> **Goal of the exercise**: Please reproduce the records from the start through the line with "[331,78,427,121]", switching "wicker basket" to "straw basket" and keeping everything else unchanged.

> **Extracted data**:
==================================================

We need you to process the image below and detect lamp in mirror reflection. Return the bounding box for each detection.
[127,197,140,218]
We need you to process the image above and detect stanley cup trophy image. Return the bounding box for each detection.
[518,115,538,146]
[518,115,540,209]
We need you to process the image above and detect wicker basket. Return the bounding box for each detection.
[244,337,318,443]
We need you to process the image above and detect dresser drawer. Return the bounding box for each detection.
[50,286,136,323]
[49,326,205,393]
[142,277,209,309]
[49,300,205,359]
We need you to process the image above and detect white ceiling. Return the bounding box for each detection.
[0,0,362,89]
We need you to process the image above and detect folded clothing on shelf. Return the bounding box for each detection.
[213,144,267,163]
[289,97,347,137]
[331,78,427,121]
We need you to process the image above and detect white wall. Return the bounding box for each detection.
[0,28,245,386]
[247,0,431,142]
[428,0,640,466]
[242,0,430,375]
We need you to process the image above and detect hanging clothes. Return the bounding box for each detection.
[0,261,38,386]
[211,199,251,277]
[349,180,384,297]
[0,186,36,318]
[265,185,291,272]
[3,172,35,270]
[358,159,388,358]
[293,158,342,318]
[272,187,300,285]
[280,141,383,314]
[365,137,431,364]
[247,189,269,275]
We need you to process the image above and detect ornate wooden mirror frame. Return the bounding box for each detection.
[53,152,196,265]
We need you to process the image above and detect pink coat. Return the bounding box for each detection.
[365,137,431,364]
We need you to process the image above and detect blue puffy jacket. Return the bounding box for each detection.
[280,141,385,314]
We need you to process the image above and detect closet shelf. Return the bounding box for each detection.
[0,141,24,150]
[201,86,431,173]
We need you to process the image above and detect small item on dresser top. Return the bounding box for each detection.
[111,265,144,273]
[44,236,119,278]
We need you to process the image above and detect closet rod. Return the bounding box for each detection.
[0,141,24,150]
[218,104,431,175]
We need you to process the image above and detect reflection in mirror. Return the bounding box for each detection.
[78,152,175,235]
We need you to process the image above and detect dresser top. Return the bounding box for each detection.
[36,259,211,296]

==================================================

> **Complete answer**:
We need you to process the image below and detect lamp in mirror reflection. Return the bounding box for each detection.
[127,197,140,218]
We need you to process the image above and detect stanley cup trophy image. Return the bounding box for each detection.
[518,115,538,146]
[518,115,540,209]
We need you to process the image above and detect straw basket. Return the bounding box for each detection.
[244,337,318,443]
We need you to process the image above and detect dresser drawer. Return the bounding box for each detection.
[50,286,136,323]
[49,326,205,393]
[142,277,209,309]
[49,300,205,359]
We need you to process the image above and detect white ceiling. Return the bounding box for each detection.
[0,0,362,89]
We need you to process the image above and detect folded clothing on shelf. Return the bounding box for each detection.
[213,144,267,163]
[289,97,347,137]
[331,78,427,121]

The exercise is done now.